# Excerpt to read:
One quote particularly resonated with me. Founding member Sebastian Ruth is explaining why he believes classical music has power to reach people living in poverty, worlds away from the time and place it was written. He explains that he's doing it partly for himself: "Because there's something so bleak about a performing career these days... You are in this tight, closed-off world. You are playing generally at very expensive concerts for people who can afford it, and who are already steeped in it. You fight the feeling that it's not real."
I've been fighting that feeling for years as I've tried to decide whether or not music is truly the field I want to go into. I've been particularly disillusioned of late, as I become more aware of the attitudes that have shaped classical music in America in the past 200 years: so many of our beliefs about music seem inherited from very ethnocentric and/or classist ideas- western music is inherently superior, and its role is to uplift the masses from their impoverished state.
Granted, we've come a long way from these ideas, but we still see echos in the attitudes Levine describes in Highbrow/Lowbrow. It's hard for me to reconcile the exclusivity and occasional- let's face it, frequent- snobbery of the classical music world with my desire to bring about a more just society where all people are treated with value. I have been struggling to articulate to myself how exactly a career that would keep me locked away in a practice room and performing primarily for fairly well-off audiences would allow me to do that.
It was quite refreshing to hear Ruth's perspective and see a very practical example of musicians who are simultaneously connecting with their community and performing at a high level. Perhaps it is possible after all.

# Data supplied:
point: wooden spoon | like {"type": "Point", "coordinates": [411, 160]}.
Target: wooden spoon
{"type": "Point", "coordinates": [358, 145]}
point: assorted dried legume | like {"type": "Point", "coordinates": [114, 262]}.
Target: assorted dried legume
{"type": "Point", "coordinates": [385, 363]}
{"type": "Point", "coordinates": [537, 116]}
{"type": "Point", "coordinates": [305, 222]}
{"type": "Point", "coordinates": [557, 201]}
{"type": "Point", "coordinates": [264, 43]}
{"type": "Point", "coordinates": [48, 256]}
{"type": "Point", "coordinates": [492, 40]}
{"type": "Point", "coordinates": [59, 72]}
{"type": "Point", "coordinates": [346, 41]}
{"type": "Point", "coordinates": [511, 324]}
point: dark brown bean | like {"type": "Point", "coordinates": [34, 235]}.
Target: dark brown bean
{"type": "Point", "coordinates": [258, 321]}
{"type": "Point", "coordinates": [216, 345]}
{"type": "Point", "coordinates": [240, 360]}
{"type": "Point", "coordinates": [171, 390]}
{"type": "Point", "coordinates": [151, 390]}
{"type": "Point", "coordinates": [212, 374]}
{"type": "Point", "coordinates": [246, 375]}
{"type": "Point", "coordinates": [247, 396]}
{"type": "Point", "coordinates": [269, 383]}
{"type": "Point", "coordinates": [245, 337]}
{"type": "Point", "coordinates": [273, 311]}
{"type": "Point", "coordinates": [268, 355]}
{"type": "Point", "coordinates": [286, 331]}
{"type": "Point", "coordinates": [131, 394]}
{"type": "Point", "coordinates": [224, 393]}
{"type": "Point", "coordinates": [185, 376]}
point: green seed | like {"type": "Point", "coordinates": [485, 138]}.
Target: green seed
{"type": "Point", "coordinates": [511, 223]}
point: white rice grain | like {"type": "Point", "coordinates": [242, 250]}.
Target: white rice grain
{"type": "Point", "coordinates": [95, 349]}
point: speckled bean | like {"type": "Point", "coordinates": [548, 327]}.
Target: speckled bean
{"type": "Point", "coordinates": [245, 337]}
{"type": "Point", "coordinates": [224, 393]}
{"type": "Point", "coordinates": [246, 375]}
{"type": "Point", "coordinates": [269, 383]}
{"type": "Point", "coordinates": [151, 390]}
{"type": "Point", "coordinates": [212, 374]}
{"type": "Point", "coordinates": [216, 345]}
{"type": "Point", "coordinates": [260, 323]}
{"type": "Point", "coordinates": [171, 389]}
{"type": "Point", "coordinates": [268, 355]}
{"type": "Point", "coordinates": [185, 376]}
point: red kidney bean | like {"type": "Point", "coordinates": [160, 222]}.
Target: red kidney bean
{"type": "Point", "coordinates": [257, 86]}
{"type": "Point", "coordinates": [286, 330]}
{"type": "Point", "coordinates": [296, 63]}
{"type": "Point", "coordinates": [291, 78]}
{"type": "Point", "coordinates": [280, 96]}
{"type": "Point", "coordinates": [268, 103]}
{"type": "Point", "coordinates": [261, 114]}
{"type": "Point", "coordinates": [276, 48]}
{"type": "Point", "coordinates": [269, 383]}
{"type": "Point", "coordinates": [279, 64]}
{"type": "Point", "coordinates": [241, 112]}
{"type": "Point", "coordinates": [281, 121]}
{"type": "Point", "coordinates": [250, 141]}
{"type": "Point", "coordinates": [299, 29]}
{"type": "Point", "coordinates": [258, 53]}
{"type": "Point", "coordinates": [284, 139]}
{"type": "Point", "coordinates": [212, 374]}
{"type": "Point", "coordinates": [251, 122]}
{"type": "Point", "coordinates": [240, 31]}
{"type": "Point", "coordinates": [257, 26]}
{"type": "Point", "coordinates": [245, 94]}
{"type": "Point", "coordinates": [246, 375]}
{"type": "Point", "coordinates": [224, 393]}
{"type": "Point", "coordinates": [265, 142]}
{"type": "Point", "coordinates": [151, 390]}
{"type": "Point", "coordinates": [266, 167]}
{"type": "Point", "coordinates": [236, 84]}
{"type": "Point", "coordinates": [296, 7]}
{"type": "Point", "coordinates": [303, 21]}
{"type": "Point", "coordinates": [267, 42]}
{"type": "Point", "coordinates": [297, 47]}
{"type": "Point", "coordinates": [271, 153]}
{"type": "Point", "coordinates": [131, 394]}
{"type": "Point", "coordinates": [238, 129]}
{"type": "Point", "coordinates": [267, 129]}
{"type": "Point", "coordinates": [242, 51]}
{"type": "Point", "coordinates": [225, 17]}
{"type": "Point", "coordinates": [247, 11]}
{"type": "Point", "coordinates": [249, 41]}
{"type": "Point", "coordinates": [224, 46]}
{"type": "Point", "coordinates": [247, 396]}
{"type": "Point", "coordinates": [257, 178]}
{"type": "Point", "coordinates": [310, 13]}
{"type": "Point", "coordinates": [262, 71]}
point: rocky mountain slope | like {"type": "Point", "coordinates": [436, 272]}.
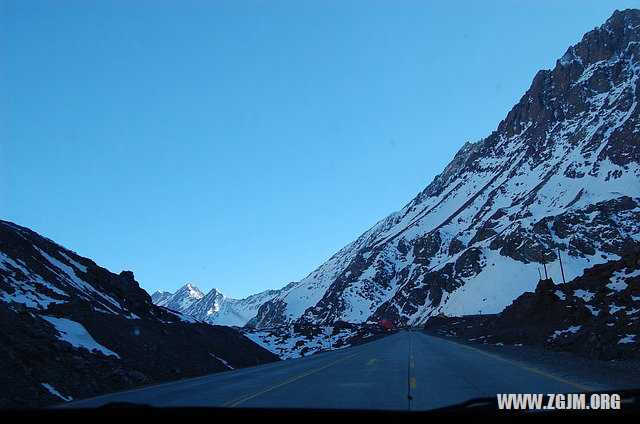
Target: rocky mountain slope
{"type": "Point", "coordinates": [595, 315]}
{"type": "Point", "coordinates": [559, 176]}
{"type": "Point", "coordinates": [70, 329]}
{"type": "Point", "coordinates": [560, 172]}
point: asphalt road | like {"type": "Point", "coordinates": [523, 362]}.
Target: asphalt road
{"type": "Point", "coordinates": [405, 371]}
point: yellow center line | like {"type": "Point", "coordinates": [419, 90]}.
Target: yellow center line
{"type": "Point", "coordinates": [242, 399]}
{"type": "Point", "coordinates": [524, 367]}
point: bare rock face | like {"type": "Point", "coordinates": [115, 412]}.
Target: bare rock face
{"type": "Point", "coordinates": [70, 329]}
{"type": "Point", "coordinates": [595, 315]}
{"type": "Point", "coordinates": [560, 173]}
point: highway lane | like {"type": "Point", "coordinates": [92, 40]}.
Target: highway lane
{"type": "Point", "coordinates": [405, 371]}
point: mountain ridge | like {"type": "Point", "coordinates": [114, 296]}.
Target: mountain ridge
{"type": "Point", "coordinates": [559, 174]}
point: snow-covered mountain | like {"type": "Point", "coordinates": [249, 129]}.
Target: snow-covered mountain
{"type": "Point", "coordinates": [560, 172]}
{"type": "Point", "coordinates": [182, 299]}
{"type": "Point", "coordinates": [214, 307]}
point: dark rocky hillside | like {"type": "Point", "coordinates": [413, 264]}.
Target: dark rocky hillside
{"type": "Point", "coordinates": [70, 329]}
{"type": "Point", "coordinates": [595, 315]}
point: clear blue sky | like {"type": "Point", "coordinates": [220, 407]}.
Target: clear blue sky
{"type": "Point", "coordinates": [239, 144]}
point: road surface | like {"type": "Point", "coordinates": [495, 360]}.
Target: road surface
{"type": "Point", "coordinates": [405, 371]}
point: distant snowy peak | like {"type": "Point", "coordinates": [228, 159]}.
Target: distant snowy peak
{"type": "Point", "coordinates": [213, 307]}
{"type": "Point", "coordinates": [181, 300]}
{"type": "Point", "coordinates": [560, 172]}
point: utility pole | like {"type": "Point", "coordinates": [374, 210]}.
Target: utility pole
{"type": "Point", "coordinates": [561, 269]}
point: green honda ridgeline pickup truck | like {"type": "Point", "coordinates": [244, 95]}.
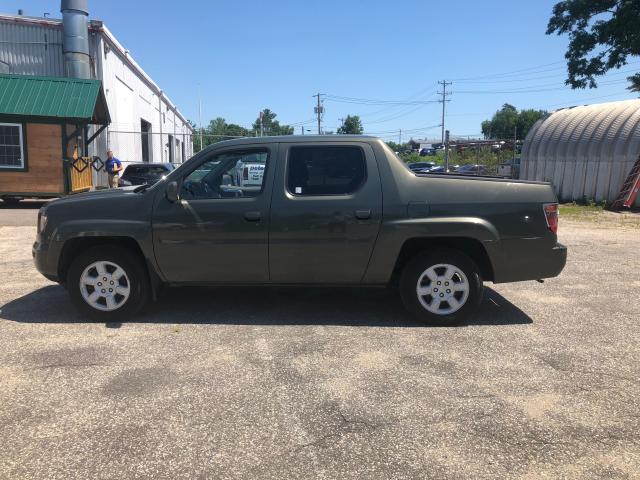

# The exercise:
Quote the passage of the classical music reflection above from "Granted, we've come" to "to do that." word for word.

# Response to the task:
Granted, we've come a long way from these ideas, but we still see echos in the attitudes Levine describes in Highbrow/Lowbrow. It's hard for me to reconcile the exclusivity and occasional- let's face it, frequent- snobbery of the classical music world with my desire to bring about a more just society where all people are treated with value. I have been struggling to articulate to myself how exactly a career that would keep me locked away in a practice room and performing primarily for fairly well-off audiences would allow me to do that.